● Aufgabe 1
Zähle, wie viele Zeilen der Datensätze das Wort „unit“ enthalten, und nenne nur diese Zahl.

● Textauszug
──────────────────────────────

Die Empfehlung Jesu zeugt auf alle Fälle davon, daß er sich sowohl in wirtschaftlichen Dingen als auch in kriminellen Gepflogenheiten seiner Zeit auskannte - ohne dabei gewiß selbst mitzumachen.

Wie Jesus zu seinen Kenntnissen kam? Vermutlich hatte er wie überall vor unserer heutigen arbeitsteiligen Wirtschaftsweise den Beruf seines Vaters erlernt und ausgeübt und dabei hatte ihm wohl auch "der Wind um die Nase geweht". Denn unsere Vorstellung, daß Jesus vor seiner Predigttätigkeit eher ein beschauliches Leben geführt hatte, indem er etwa mit seinem Vater in einer Werkstatt "hinten" Tische und Stühle und andere Möbel herstellte, die Maria dann "vorn" verkaufte, ist gewiß keineswegs richtig. Einerseits ist die Möbeltischlerei ohnehin nicht das Tätigkeitsfeld eines "Zimmermanns", wie sich bei uns heute der Beruf des Vaters Jesu eingeprägt hat, doch auch für eine "Zimmermannskunst" in unserem heutigen Sinn dürfte in dem Gebiet der flachgedeckten Lehmhäuser, in dem Jesus eben lebte und wirkte, kaum Bedarf gewesen sein. Außerdem wächst dort auch traditionell gar kein entsprechendes Bauholz, denn die üblichen Oliven- und Pinienbäume eignen sich nun einmal nicht zum Häuserbauen. Des Rätsels Lösung ist, dass Martin Luther, als er vor etwa 470 Jahren die Bibel ins Deutsche übersetzte, also in der Zeit, als bei uns Fachwerkhäuser üblich waren, das griechische Wort "tekton", das wir heute richtiger mit "Häuserbauer" übersetzen müßten, eben mit "Zimmermann" übersetzte. Damit meinte er ja - damals durchaus richtig - einen "Zimmerbauer" oder "Häuserbauer", doch ist es von daher zu der Vorstellung von einem geruhsamen "Holzbearbeiter" gekommen, und diese Vorstellung wurde dann in wohl alle weitere Übersetzungen - auch in andere als deutsche - übernommen. Und mit der Zeit entstand von daher der Eindruck von einem idyllischen Leben Jesu vor seiner Predigttätigkeit.

──────────────────────────────

● Aufgabe 2
Gib den Abschnitt aus dem Textauszug von „Die Empfehlung Jesu“ bis einschließlich „gewiß selbst mitzumachen.“ erneut wieder und tausche dabei „Empfehlung“ gegen „Mahnung“ aus.

──────────────────────────────

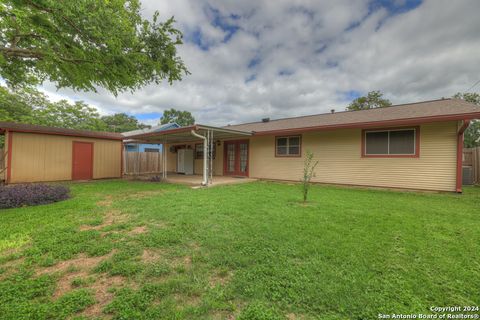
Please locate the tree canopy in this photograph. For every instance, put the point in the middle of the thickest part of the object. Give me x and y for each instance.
(86, 44)
(472, 134)
(28, 105)
(374, 99)
(121, 122)
(182, 118)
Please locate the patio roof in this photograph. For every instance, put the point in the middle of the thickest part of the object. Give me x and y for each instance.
(183, 134)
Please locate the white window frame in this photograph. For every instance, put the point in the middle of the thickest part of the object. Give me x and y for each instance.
(288, 154)
(388, 142)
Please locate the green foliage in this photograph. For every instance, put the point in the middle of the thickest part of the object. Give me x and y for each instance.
(28, 105)
(182, 118)
(121, 122)
(309, 166)
(64, 114)
(86, 44)
(254, 252)
(472, 134)
(372, 100)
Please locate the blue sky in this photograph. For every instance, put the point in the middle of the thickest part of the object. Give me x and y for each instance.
(259, 58)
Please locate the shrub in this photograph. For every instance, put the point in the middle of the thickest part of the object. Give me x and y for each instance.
(308, 173)
(31, 195)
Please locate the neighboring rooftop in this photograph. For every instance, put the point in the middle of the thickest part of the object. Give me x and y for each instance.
(21, 127)
(435, 110)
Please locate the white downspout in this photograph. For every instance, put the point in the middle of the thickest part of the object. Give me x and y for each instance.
(205, 150)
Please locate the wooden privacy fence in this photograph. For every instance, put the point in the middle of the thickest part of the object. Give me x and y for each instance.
(142, 162)
(2, 164)
(471, 159)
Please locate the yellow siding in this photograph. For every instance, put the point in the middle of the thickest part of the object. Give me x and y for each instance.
(42, 157)
(340, 161)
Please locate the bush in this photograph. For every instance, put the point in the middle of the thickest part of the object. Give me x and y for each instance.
(31, 195)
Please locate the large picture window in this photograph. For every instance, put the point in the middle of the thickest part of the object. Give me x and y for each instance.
(391, 142)
(288, 146)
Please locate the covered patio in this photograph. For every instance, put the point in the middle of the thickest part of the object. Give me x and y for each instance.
(205, 140)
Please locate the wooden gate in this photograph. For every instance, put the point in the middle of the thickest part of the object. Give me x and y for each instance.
(471, 158)
(143, 162)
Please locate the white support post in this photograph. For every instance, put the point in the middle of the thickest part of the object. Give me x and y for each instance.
(212, 142)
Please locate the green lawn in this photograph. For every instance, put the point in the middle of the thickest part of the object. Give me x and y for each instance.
(137, 250)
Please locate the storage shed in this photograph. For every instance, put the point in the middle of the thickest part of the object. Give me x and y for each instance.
(37, 153)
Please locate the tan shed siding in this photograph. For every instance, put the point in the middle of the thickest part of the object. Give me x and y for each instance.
(340, 161)
(42, 157)
(107, 159)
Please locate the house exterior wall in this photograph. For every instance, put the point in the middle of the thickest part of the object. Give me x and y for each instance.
(140, 147)
(43, 157)
(198, 165)
(340, 160)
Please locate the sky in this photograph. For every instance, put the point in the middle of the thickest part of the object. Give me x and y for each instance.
(253, 59)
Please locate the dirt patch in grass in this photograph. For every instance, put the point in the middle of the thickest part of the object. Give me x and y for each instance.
(107, 202)
(138, 230)
(102, 295)
(111, 217)
(187, 301)
(64, 284)
(82, 262)
(220, 278)
(293, 316)
(145, 194)
(149, 256)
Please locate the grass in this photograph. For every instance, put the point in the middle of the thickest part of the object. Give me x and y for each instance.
(136, 250)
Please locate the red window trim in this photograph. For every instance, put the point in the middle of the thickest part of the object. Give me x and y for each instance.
(299, 155)
(417, 143)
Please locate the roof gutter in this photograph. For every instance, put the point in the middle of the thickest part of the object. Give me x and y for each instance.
(205, 152)
(460, 136)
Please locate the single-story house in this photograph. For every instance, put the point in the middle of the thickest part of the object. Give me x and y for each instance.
(412, 146)
(144, 147)
(37, 153)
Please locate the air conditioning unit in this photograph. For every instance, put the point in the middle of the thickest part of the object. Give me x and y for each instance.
(185, 161)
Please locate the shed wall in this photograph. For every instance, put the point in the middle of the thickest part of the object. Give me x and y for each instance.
(43, 157)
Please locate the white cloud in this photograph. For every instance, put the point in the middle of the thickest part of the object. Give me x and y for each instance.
(304, 56)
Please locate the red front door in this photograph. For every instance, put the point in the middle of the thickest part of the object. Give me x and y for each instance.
(236, 158)
(82, 161)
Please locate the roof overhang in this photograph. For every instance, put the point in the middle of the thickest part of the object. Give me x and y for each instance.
(374, 124)
(184, 134)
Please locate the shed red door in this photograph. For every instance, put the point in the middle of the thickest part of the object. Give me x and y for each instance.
(82, 161)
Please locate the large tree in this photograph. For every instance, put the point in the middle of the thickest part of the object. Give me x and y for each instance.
(472, 134)
(63, 114)
(182, 118)
(374, 99)
(122, 122)
(28, 105)
(86, 44)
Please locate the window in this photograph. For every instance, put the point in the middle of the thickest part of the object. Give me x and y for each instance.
(392, 142)
(132, 148)
(287, 146)
(199, 151)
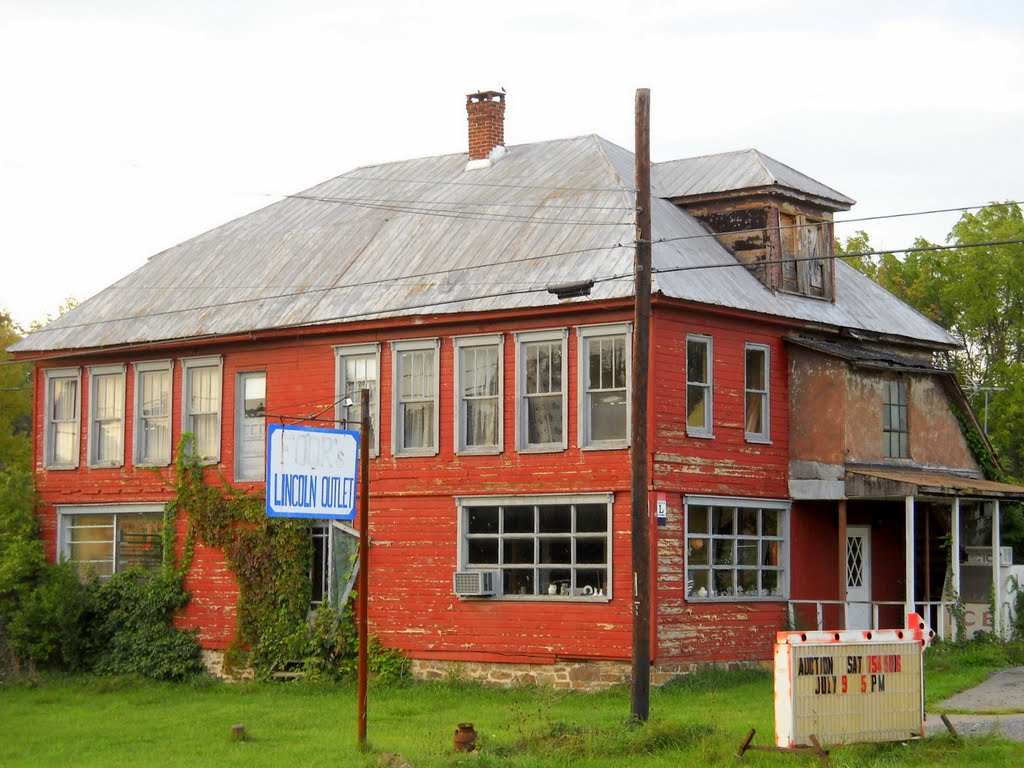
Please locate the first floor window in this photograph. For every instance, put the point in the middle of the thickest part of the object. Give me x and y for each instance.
(478, 390)
(107, 413)
(416, 397)
(107, 540)
(895, 424)
(698, 386)
(544, 547)
(541, 380)
(62, 415)
(604, 374)
(357, 368)
(756, 402)
(334, 563)
(734, 548)
(201, 409)
(153, 413)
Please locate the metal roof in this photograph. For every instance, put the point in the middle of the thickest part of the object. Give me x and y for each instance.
(744, 169)
(427, 237)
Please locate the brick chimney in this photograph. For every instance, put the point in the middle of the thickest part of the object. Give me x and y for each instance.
(486, 123)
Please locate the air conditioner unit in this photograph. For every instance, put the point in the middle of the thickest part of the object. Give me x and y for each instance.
(475, 583)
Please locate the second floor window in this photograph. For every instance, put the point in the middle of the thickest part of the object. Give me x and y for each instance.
(541, 379)
(698, 386)
(895, 424)
(357, 370)
(107, 414)
(756, 390)
(604, 377)
(62, 415)
(478, 393)
(201, 406)
(153, 414)
(416, 397)
(250, 425)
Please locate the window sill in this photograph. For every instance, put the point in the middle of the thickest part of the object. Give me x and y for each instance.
(609, 445)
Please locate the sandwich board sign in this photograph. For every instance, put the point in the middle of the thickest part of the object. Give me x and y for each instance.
(310, 472)
(850, 686)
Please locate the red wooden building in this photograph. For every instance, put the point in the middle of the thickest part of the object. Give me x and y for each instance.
(806, 450)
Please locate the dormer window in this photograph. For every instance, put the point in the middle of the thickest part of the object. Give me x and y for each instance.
(805, 246)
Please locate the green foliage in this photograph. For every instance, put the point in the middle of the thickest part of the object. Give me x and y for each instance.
(132, 630)
(270, 560)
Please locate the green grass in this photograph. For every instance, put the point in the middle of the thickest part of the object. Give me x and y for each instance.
(700, 720)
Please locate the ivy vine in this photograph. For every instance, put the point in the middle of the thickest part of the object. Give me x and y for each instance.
(269, 558)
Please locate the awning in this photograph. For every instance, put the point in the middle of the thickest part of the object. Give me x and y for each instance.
(888, 483)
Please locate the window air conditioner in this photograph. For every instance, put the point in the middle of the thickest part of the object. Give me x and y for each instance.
(475, 583)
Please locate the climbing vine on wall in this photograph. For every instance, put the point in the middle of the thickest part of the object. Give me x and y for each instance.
(269, 559)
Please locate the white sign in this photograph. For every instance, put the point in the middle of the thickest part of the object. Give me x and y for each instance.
(310, 472)
(849, 686)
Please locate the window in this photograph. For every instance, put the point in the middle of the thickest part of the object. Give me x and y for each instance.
(62, 416)
(416, 397)
(107, 416)
(357, 370)
(107, 540)
(605, 359)
(541, 390)
(478, 393)
(698, 386)
(806, 253)
(334, 565)
(250, 426)
(756, 406)
(153, 414)
(734, 548)
(895, 425)
(555, 547)
(201, 406)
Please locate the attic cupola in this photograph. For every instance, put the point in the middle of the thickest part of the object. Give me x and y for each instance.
(486, 127)
(771, 217)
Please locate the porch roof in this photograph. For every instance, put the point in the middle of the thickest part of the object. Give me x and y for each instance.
(872, 482)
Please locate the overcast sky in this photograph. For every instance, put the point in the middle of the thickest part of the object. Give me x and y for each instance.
(131, 125)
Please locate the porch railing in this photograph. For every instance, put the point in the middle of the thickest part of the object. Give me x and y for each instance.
(936, 613)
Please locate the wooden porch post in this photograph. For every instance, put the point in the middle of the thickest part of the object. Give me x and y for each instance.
(996, 582)
(843, 557)
(908, 603)
(954, 554)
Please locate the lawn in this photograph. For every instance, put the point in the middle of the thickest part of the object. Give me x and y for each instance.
(698, 721)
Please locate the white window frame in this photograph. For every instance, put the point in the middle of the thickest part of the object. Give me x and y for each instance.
(67, 513)
(51, 376)
(341, 412)
(138, 429)
(461, 344)
(240, 404)
(523, 339)
(464, 503)
(92, 433)
(192, 364)
(765, 434)
(586, 336)
(397, 424)
(694, 587)
(708, 343)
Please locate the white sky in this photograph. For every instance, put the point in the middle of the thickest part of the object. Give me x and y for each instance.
(128, 126)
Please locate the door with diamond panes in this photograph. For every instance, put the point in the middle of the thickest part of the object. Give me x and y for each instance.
(858, 578)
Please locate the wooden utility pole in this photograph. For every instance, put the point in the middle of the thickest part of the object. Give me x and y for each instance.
(638, 441)
(364, 558)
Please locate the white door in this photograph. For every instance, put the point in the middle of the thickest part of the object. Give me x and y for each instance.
(858, 578)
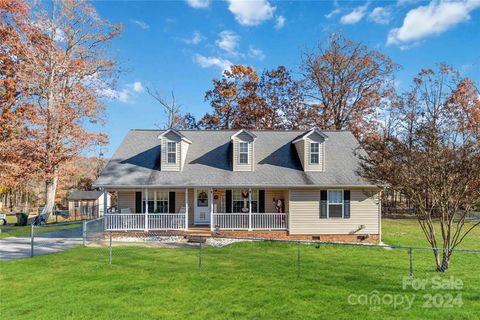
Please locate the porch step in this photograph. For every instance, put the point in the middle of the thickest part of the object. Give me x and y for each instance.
(196, 239)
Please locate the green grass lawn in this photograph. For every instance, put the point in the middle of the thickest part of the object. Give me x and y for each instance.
(241, 281)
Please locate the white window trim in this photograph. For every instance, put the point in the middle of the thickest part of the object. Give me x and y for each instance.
(171, 152)
(150, 211)
(328, 204)
(240, 152)
(317, 153)
(256, 191)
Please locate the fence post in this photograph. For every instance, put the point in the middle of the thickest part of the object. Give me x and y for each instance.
(200, 256)
(32, 237)
(411, 265)
(298, 260)
(84, 232)
(110, 257)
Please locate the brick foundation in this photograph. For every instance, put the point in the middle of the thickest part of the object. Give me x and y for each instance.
(279, 235)
(284, 235)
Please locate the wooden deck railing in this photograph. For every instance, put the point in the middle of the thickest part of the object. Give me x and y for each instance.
(136, 221)
(258, 221)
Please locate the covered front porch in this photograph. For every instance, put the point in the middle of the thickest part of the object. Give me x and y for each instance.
(213, 209)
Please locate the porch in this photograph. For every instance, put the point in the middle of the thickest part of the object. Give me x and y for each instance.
(156, 209)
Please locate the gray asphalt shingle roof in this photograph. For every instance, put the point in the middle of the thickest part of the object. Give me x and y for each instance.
(208, 162)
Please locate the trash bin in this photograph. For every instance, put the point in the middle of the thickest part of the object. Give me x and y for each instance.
(21, 218)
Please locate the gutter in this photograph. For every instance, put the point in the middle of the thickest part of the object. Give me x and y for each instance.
(276, 186)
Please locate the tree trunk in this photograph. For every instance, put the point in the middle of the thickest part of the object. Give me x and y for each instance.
(50, 192)
(443, 265)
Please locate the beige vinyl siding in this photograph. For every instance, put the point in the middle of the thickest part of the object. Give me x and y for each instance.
(243, 137)
(271, 194)
(126, 199)
(191, 208)
(164, 165)
(184, 149)
(305, 214)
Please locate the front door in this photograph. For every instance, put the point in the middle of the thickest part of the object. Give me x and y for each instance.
(202, 206)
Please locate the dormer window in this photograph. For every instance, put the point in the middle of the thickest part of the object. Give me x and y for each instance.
(243, 152)
(310, 147)
(171, 152)
(314, 153)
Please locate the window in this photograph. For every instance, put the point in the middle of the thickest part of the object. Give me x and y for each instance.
(157, 202)
(240, 201)
(243, 152)
(335, 204)
(314, 153)
(171, 152)
(202, 199)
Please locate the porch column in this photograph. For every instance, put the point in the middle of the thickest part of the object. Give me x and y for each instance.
(249, 209)
(211, 210)
(146, 209)
(186, 209)
(105, 202)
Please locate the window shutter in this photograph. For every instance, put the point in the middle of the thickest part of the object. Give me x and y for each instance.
(261, 201)
(323, 204)
(228, 201)
(138, 202)
(171, 202)
(346, 204)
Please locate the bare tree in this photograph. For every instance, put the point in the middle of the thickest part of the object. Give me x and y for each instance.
(172, 109)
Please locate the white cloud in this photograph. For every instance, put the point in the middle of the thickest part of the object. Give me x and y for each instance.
(251, 13)
(431, 19)
(380, 15)
(141, 24)
(196, 38)
(228, 41)
(137, 86)
(206, 62)
(125, 95)
(199, 4)
(355, 16)
(256, 53)
(333, 13)
(111, 94)
(279, 22)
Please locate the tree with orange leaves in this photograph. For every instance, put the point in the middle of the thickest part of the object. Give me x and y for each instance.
(347, 84)
(431, 155)
(65, 68)
(243, 99)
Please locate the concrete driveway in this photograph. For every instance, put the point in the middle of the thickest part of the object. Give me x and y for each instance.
(50, 242)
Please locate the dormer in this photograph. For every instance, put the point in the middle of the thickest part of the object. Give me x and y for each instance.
(310, 148)
(173, 150)
(243, 150)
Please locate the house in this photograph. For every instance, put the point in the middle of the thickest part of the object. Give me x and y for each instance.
(276, 184)
(87, 204)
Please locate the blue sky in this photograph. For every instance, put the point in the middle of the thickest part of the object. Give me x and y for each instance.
(182, 45)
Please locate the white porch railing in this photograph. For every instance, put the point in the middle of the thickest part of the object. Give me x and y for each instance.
(259, 221)
(136, 221)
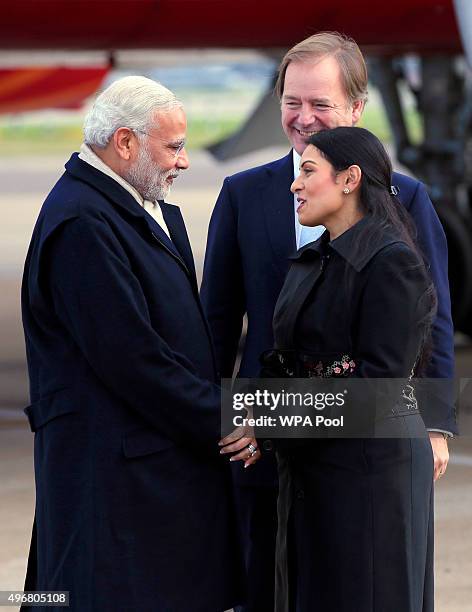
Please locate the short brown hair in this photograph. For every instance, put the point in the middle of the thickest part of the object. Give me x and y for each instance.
(344, 49)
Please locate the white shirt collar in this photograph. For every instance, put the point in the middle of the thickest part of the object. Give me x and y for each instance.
(296, 163)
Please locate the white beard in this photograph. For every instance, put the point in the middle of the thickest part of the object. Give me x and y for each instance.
(148, 178)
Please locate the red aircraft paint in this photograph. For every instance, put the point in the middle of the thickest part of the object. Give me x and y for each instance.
(392, 27)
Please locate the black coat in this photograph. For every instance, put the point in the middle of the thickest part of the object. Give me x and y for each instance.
(355, 515)
(133, 504)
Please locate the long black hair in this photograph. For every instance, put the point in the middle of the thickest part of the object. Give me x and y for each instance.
(346, 146)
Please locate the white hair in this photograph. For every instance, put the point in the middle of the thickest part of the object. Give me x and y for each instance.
(128, 102)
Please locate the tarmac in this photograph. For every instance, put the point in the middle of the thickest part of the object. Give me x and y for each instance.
(24, 183)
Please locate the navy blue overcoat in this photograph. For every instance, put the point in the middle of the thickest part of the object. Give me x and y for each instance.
(133, 504)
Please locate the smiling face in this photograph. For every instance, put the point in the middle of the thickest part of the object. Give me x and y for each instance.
(160, 156)
(318, 189)
(314, 99)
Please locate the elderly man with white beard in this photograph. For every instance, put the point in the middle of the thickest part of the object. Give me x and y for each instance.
(133, 501)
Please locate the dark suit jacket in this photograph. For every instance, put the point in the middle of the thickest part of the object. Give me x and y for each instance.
(133, 505)
(250, 239)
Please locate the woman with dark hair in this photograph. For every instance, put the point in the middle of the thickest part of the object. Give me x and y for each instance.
(355, 515)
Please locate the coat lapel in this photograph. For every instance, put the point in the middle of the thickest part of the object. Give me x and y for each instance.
(299, 282)
(279, 211)
(178, 233)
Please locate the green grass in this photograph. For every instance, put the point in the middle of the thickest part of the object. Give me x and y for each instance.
(50, 139)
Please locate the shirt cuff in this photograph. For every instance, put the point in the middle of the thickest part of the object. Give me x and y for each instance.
(447, 434)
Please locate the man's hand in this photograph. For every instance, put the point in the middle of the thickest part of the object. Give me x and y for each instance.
(440, 453)
(241, 440)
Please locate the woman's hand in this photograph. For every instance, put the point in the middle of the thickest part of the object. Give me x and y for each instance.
(241, 442)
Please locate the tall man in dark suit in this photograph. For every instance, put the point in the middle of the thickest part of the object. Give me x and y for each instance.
(133, 502)
(322, 83)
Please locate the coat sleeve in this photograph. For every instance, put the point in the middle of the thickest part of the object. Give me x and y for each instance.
(100, 302)
(433, 244)
(388, 329)
(392, 315)
(222, 291)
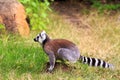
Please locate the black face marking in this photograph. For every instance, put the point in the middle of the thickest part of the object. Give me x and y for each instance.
(37, 37)
(84, 60)
(93, 61)
(99, 62)
(104, 64)
(88, 60)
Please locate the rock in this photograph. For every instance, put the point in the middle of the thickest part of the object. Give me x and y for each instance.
(12, 15)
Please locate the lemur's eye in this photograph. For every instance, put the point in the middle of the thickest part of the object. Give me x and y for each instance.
(37, 37)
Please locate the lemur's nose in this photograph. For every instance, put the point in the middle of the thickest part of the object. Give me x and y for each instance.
(35, 39)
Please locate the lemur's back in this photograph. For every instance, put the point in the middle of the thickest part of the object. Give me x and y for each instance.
(56, 44)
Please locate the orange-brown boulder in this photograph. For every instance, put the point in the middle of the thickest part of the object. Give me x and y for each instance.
(12, 15)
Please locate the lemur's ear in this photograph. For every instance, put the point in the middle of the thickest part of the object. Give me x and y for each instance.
(43, 35)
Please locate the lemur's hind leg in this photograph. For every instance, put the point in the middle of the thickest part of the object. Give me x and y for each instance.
(67, 54)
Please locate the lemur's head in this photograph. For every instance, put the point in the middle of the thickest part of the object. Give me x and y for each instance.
(41, 37)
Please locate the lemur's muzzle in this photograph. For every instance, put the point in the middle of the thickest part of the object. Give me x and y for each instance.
(35, 40)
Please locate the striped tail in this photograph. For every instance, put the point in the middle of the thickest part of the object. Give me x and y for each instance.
(96, 62)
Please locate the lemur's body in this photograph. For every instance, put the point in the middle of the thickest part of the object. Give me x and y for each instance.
(65, 50)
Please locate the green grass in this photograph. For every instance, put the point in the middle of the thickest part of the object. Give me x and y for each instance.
(23, 59)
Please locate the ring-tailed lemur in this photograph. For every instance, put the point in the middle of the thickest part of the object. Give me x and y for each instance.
(65, 50)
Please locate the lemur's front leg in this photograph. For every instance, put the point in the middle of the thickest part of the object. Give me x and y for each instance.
(51, 61)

──────────────────────────────

● Erwartete Antwort 1
2

● Erwartete Antwort 2
Die Mahnung Jesu zeugt auf alle Fälle davon, daß er sich sowohl in wirtschaftlichen Dingen als auch in kriminellen Gepflogenheiten seiner Zeit auskannte - ohne dabei gewiß selbst mitzumachen.